--- START OF RECORDS SHOWN ---

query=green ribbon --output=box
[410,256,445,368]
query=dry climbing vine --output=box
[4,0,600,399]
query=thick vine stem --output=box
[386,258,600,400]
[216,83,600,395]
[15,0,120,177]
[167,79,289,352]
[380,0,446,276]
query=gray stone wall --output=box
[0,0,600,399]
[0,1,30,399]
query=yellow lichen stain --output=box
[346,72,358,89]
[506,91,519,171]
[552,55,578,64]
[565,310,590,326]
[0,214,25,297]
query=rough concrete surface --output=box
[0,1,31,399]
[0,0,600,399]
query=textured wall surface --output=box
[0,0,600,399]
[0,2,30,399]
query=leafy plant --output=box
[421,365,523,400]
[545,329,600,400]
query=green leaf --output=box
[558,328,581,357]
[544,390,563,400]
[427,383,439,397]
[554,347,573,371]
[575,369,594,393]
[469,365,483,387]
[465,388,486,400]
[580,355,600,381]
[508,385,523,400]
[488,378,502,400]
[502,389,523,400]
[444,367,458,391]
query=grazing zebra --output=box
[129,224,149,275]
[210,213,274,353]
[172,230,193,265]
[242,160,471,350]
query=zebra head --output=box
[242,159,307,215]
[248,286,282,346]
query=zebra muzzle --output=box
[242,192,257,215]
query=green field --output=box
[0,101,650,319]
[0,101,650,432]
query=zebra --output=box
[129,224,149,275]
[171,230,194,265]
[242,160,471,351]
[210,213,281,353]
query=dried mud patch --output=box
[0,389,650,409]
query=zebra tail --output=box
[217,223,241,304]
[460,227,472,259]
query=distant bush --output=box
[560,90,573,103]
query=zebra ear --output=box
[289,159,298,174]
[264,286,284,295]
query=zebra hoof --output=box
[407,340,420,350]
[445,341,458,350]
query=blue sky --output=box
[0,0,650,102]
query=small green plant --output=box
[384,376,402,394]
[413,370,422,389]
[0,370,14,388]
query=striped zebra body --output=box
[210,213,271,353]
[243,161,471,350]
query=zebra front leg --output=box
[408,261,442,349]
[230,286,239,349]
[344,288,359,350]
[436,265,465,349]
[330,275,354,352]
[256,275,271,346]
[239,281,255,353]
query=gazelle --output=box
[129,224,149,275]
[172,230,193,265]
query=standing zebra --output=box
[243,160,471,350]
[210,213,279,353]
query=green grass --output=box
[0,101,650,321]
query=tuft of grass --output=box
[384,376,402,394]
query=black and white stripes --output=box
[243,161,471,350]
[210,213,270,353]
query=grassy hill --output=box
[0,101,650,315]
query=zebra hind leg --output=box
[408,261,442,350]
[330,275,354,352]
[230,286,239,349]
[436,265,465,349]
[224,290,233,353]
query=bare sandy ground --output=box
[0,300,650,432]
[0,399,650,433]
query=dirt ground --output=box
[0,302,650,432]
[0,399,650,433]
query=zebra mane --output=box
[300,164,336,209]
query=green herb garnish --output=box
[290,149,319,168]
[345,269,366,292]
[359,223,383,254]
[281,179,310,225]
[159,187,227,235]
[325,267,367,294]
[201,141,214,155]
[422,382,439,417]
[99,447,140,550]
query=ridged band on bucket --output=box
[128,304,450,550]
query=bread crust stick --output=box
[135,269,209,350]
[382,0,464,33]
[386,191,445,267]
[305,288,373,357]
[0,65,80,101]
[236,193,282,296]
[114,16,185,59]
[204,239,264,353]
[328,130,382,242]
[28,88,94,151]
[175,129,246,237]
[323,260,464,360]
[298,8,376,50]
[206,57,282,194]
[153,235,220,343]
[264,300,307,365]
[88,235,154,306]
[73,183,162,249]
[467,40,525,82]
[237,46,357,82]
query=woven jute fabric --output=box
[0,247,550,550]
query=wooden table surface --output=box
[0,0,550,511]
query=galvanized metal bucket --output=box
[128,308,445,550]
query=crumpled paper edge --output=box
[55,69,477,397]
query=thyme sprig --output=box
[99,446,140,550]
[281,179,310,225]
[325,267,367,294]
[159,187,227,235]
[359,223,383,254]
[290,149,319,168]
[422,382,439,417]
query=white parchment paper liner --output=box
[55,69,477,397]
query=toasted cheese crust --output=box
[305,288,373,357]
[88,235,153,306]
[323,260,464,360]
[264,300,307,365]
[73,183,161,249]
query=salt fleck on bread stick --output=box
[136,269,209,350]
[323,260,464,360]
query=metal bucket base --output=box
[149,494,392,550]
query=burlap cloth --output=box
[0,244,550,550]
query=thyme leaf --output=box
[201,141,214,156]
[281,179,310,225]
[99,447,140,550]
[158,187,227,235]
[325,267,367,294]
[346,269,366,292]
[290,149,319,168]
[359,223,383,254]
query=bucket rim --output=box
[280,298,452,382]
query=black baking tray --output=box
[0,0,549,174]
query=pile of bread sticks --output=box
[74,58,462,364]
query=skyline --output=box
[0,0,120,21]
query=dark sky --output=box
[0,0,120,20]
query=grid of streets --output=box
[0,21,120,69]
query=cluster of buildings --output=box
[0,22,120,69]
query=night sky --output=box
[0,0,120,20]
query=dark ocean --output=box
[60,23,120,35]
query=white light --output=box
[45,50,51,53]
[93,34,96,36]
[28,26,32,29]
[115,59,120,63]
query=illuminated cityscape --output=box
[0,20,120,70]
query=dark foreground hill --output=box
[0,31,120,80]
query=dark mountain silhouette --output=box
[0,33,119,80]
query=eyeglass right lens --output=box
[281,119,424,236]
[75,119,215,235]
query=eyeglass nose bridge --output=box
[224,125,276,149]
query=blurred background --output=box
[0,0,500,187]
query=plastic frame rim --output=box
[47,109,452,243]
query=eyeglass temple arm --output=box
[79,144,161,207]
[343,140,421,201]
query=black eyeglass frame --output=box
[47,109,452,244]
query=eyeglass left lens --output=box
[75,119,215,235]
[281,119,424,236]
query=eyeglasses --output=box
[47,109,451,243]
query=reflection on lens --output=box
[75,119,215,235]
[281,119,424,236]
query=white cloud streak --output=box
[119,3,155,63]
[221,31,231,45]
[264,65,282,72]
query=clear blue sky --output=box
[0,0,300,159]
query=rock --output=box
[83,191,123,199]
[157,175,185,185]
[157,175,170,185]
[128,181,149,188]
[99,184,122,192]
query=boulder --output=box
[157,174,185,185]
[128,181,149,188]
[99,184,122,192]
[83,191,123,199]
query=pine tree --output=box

--- END OF RECORDS SHOWN ---

- [DO THIS] Take the material above and return all of it exactly.

- [RESULT OF THIS TASK]
query=green ribbon --output=box
[410,256,445,368]
query=dry climbing vine --output=box
[4,0,600,399]
query=thick vine stem --output=box
[386,258,600,400]
[216,83,600,395]
[15,0,120,177]
[167,79,289,352]
[380,0,446,276]
query=gray stone wall --output=box
[0,0,600,399]
[0,1,30,399]
query=yellow lichen stain --output=box
[346,72,358,89]
[506,91,519,171]
[552,55,578,64]
[565,310,590,326]
[0,214,25,297]
query=rough concrete surface --output=box
[0,1,31,399]
[0,0,600,399]
query=textured wall surface --output=box
[0,0,600,399]
[0,2,30,399]
query=leafy plant --output=box
[421,365,523,400]
[545,329,600,400]
query=green leaf --output=box
[558,328,581,357]
[544,390,563,400]
[427,383,439,397]
[554,347,573,371]
[575,369,594,393]
[469,365,483,387]
[465,388,486,400]
[580,355,600,381]
[508,385,523,400]
[488,378,502,400]
[502,389,523,400]
[444,367,458,391]
query=grazing zebra --output=box
[129,224,149,275]
[210,213,274,353]
[172,230,193,265]
[242,160,471,350]
query=zebra head --output=box
[242,159,307,215]
[248,286,282,346]
query=zebra muzzle --output=box
[242,192,257,215]
query=green field --output=box
[0,101,650,319]
[0,101,650,432]
query=zebra --output=box
[129,224,149,275]
[171,230,194,265]
[242,160,471,351]
[210,213,281,353]
query=dried mud patch --output=box
[0,389,650,409]
query=zebra tail --output=box
[217,223,241,304]
[460,227,472,259]
query=distant bush --output=box
[560,90,573,103]
query=zebra ear --output=box
[289,159,298,174]
[264,286,284,295]
query=zebra hoof --output=box
[407,340,420,350]
[445,341,458,350]
query=blue sky --output=box
[0,0,650,102]
query=small green plant --output=box
[384,376,402,394]
[413,370,422,389]
[0,370,14,388]
query=striped zebra body --output=box
[210,213,271,353]
[243,161,471,350]
query=zebra front leg --output=box
[408,261,442,349]
[230,286,239,349]
[344,288,359,350]
[436,265,465,349]
[330,275,354,352]
[256,275,271,346]
[239,281,255,353]
query=gazelle --output=box
[129,224,149,275]
[172,230,193,265]
query=standing zebra --output=box
[243,160,471,350]
[210,213,279,353]
query=green grass --output=box
[0,101,650,321]
query=tuft of grass --output=box
[384,376,402,394]
query=black and white stripes --output=box
[243,161,471,350]
[210,213,270,353]
query=grassy hill --output=box
[0,101,650,315]
query=zebra hind leg --output=box
[408,261,442,350]
[330,275,354,352]
[230,286,239,349]
[436,265,465,349]
[224,290,233,353]
query=bare sandy ground --output=box
[0,300,650,432]
[0,399,650,433]
query=dirt ground --output=box
[0,302,650,432]
[0,399,650,433]
query=zebra mane --output=box
[300,164,336,209]
query=green herb garnish --output=box
[290,149,319,168]
[345,269,366,292]
[359,223,383,254]
[281,179,310,225]
[159,187,227,235]
[325,267,367,294]
[201,141,214,155]
[422,382,439,417]
[99,447,140,550]
query=ridged band on bucket --output=box
[128,304,450,550]
query=bread crust stick --output=box
[135,269,209,350]
[382,0,464,33]
[386,191,445,267]
[305,288,373,357]
[0,65,80,101]
[236,193,282,296]
[114,16,185,59]
[204,239,264,353]
[328,130,382,242]
[28,88,94,151]
[175,129,246,237]
[323,260,464,360]
[298,8,376,50]
[206,57,282,194]
[153,235,220,343]
[264,300,307,365]
[88,235,154,306]
[73,183,162,249]
[467,40,525,82]
[237,46,357,82]
query=woven jute fabric --output=box
[0,247,550,550]
query=wooden table surface --output=box
[0,0,550,511]
query=galvanized metal bucket --output=box
[128,308,445,550]
query=crumpled paper edge --output=box
[55,69,477,397]
query=thyme sprig --output=box
[99,446,140,550]
[281,179,310,225]
[325,267,367,294]
[159,187,227,235]
[359,223,383,254]
[290,149,319,168]
[422,382,439,417]
query=white parchment paper liner --output=box
[55,69,477,397]
query=toasted cheese crust --output=box
[305,288,373,357]
[88,235,153,306]
[323,260,464,360]
[264,300,307,365]
[73,183,161,249]
query=salt fleck on bread stick --output=box
[136,269,209,350]
[323,260,464,360]
query=metal bucket base --output=box
[149,494,392,550]
query=burlap cloth --output=box
[0,244,550,550]
query=thyme leaf --output=box
[201,141,214,156]
[281,179,310,225]
[99,447,140,550]
[158,187,227,235]
[325,267,367,294]
[346,269,366,292]
[290,149,319,168]
[359,223,383,254]
query=bucket rim --output=box
[280,298,452,382]
query=black baking tray --output=box
[0,0,549,174]
query=pile of bread sticks --output=box
[74,58,462,364]
query=skyline --output=box
[0,0,120,21]
query=dark sky --output=box
[0,0,120,20]
query=grid of streets --output=box
[0,21,120,69]
query=cluster of buildings --output=box
[0,22,120,69]
query=night sky --output=box
[0,0,120,20]
query=dark ocean --output=box
[60,23,120,35]
query=white light --output=box
[45,50,51,53]
[93,34,96,36]
[28,26,32,29]
[115,59,120,63]
query=illuminated cityscape --output=box
[0,20,120,70]
query=dark foreground hill --output=box
[0,31,120,80]
query=dark mountain silhouette --output=box
[0,33,119,80]
query=eyeglass right lens --output=box
[281,119,424,236]
[75,119,215,235]
query=eyeglass nose bridge --output=box
[224,125,276,149]
query=blurred background --output=box
[0,0,500,187]
query=plastic frame rim --output=box
[47,109,452,243]
query=eyeglass temple arm --output=box
[79,144,161,207]
[343,140,421,201]
query=black eyeglass frame --output=box
[47,109,452,244]
query=eyeglass left lens --output=box
[75,119,215,235]
[281,119,424,236]
query=eyeglasses --output=box
[47,109,451,243]
query=reflection on lens --output=box
[75,119,215,235]
[281,119,424,236]
query=white cloud streak --output=box
[119,3,155,63]
[221,31,231,45]
[264,65,282,72]
query=clear blue sky --output=box
[0,0,300,159]
query=rock --output=box
[83,191,123,199]
[157,175,185,185]
[157,175,170,185]
[128,181,149,188]
[99,184,122,192]
query=boulder --output=box
[157,174,185,185]
[128,181,149,188]
[99,184,122,192]
[83,191,123,199]
query=pine tree --output=box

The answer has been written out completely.